▶ _Directive_
Rescale the coordinates in the answers of the records by 0.4, rounding to whole numbers with halves going up. Give again only the lines starting with the line containing "of the child." and going on through the end of the records, requests included.

▶ _Data for the task_
- - -
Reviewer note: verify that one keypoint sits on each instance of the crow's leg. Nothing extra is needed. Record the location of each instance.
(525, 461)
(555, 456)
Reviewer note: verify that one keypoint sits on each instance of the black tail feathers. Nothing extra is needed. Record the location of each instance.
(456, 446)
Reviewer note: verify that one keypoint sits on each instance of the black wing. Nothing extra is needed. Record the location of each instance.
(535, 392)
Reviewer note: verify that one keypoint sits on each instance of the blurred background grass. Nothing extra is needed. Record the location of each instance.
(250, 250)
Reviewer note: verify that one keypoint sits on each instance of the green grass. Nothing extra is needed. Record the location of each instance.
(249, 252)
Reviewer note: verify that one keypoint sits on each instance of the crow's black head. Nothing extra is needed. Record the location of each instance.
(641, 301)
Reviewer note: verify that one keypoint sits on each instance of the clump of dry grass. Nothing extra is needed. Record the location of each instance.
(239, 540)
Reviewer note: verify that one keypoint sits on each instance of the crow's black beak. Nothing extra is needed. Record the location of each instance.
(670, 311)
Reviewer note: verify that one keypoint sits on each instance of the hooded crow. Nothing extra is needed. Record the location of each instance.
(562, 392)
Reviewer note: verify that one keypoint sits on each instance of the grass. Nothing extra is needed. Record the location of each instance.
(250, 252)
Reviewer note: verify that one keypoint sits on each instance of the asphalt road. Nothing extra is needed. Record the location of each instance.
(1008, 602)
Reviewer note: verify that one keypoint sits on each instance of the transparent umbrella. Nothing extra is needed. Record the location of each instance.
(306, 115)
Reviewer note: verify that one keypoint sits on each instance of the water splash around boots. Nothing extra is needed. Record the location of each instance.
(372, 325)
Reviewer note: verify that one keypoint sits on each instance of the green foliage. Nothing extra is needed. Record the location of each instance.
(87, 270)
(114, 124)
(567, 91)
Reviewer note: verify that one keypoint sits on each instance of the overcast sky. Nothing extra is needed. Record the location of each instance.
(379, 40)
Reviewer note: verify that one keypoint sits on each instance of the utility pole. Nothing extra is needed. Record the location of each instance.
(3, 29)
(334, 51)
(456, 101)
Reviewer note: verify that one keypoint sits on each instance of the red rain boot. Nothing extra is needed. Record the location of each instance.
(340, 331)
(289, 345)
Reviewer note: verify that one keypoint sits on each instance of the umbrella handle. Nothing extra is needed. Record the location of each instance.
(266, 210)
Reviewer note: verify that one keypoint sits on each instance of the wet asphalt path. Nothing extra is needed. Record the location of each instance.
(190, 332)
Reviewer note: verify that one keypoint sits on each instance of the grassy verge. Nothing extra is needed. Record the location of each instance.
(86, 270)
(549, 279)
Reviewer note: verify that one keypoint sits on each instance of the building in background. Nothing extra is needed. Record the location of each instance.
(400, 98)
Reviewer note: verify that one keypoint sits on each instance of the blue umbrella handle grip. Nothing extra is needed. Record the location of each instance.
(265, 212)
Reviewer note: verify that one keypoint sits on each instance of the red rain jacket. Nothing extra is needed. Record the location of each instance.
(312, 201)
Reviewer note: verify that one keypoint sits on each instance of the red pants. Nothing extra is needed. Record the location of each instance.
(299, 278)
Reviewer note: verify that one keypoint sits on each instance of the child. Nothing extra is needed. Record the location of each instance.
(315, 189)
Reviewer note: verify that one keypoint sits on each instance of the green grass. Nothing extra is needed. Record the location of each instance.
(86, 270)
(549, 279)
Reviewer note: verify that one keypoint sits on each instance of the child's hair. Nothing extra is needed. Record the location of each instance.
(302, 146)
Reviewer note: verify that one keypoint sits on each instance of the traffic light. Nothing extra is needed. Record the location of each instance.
- - -
▶ _Final answer_
Reviewer note: verify that one keypoint sits on each instance of the child. Nothing extra is needed. Record the location of each instance.
(126, 76)
Reviewer note: verify that one keypoint sits on each instance of the green grass. Nothing extra is needed. Record the location of each instance.
(34, 108)
(220, 112)
Reviewer note: verify that one keypoint sits on each instance of the child's hair. Nothing extra is needed. Record the location of each instance.
(121, 58)
Reviewer note: verify that one keypoint sits on each instance of the traffic light. Nothing extra is needed. Record the location of each instance.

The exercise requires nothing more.